*WHAT THIS EXERCISE ASKS:*
1. In the forum thread on installing the HDFS Google Cloud Connector, what error did the original poster receive after copying the connector jar and running the copy command?
2. Decide whether each statement agrees with the forum thread on installing the HDFS Google Cloud Connector. Answer yes or no for each, quoting the deciding words of the forum thread. (a) The accepted solution says the gs settings must be added to core-site.xml. (b) The original poster modified a core-site.xml located at /etc/hadoop/conf. (c) The connector jar file is actually located in /opt/cloudera/parcels/CDH/lib/hadoop-mapreduce.
3. List every path beginning with a slash that appears in the forum thread on installing the HDFS Google Cloud Connector.

*TEXT SHOWN:*
____________________

Support Questions

Find answers, ask questions, and share your expertise
Announcements
Celebrating as our community reaches 100,000 members! Thank you!

Installing HDFS Google Cloud Connector

avatar
Rising Star

Hi,

 

I'm looking to ingest a large amount of data from a public google cloud bucket, but our cluster is currently missing the google cloud connector. I thought copying the connector jar to /opt/cloudera/parcels/CDH/lib/hadoop would be sufficient, but after running the below command I am receiving the following error: No FileSystem for scheme: gs.

 

hdfs dfs -cp gs://gnomad-public/release-170228/gnomad.genomes.r2.0.1.sites.vds /my/local/hdfs/filesystem

 

Are any additional steps beyond this necessary?

1 ACCEPTED SOLUTION

avatar
Champion
It took a bit to track it down but here is the info you are looking for. There are really just two steps, download and put the jar in the Hadoop classpath, as you have already. The other step is to add the gs settings to the core-site.xml so that HDFS is aware of it as a additional filesystem (i.e. knows the class name and impl name).

https://github.com/GoogleCloudPlatform/bigdata-interop/blob/master/gcs/INSTALL.md

View solution in original post

6 REPLIES 6

avatar
Champion
It took a bit to track it down but here is the info you are looking for. There are really just two steps, download and put the jar in the Hadoop classpath, as you have already. The other step is to add the gs settings to the core-site.xml so that HDFS is aware of it as a additional filesystem (i.e. knows the class name and impl name).

https://github.com/GoogleCloudPlatform/bigdata-interop/blob/master/gcs/INSTALL.md

avatar
Rising Star

Appreciate the quick response! I actually was originally following the guide you posted. In particular, I modified core-site.xml located at /etc/hadoop/conf as shown below. However, when running hdfs dfs -ls gs://gnomad-public (a public gcloud bucket), I get the following ClassNotFound: java.lang.RuntimeException: java.lang.ClassNotFoundException: Class com.google.cloud.hadoop.fs.gcs.GoogleHadoopFileSystem

 

It appears that this issue is tied to the connector jar not being part of the classpath, which is odd as I created a symbolic link to it both in /opt/cloudera/parcels/CDH/lib/hadoop and /opt/cloudera/parcels/CDH/lib/hadoop-mapreduce. (The file is actually located in /opt/cloudera/parcels/CDH/jars - this is where all of the default connector jars were initially placed and I figured following the default placement would be the best practice).

____________________

Dataset excerpts
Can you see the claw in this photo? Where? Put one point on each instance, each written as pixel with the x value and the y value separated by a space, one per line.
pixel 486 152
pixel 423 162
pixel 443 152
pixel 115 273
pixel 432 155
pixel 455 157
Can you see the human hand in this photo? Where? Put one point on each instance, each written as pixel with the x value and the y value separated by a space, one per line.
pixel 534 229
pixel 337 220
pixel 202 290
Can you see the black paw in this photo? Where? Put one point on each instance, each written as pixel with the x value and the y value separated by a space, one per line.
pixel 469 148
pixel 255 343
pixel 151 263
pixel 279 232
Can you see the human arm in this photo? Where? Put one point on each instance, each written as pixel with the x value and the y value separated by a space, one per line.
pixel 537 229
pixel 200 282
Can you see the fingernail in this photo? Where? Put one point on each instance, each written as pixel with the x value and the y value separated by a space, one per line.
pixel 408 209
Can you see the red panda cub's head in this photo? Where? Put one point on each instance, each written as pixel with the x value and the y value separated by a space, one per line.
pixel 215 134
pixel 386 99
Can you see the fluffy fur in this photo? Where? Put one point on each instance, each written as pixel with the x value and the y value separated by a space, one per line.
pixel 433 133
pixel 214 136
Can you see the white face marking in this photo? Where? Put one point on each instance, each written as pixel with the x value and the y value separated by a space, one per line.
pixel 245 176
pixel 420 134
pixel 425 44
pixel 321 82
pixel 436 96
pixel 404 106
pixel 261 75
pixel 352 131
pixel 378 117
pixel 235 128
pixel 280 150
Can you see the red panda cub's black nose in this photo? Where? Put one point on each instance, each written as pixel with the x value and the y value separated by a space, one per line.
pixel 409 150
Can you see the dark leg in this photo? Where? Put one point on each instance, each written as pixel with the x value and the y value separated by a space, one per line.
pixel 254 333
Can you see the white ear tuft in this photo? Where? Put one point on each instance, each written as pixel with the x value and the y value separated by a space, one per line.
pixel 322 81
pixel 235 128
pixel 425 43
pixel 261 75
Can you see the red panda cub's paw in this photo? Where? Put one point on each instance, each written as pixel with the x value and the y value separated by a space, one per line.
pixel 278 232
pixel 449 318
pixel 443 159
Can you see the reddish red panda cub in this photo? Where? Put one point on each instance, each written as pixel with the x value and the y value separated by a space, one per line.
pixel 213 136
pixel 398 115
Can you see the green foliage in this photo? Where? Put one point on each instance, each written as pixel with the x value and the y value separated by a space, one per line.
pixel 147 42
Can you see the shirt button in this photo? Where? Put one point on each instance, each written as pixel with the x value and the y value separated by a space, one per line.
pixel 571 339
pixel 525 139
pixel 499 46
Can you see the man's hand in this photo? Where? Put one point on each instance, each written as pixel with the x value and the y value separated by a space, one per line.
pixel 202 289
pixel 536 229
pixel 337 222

____________________

*SOLUTIONS TO THE EXERCISE:*
1. No FileSystem for scheme: gs.

2.
(a) Yes: "The other step is to add the gs settings to the core-site.xml so that HDFS is aware of it as a additional filesystem"
(b) Yes: "I modified core-site.xml located at /etc/hadoop/conf"
(c) No: "The file is actually located in /opt/cloudera/parcels/CDH/jars"

3.
/opt/cloudera/parcels/CDH/lib/hadoop
/my/local/hdfs/filesystem
/etc/hadoop/conf
/opt/cloudera/parcels/CDH/lib/hadoop-mapreduce
/opt/cloudera/parcels/CDH/jars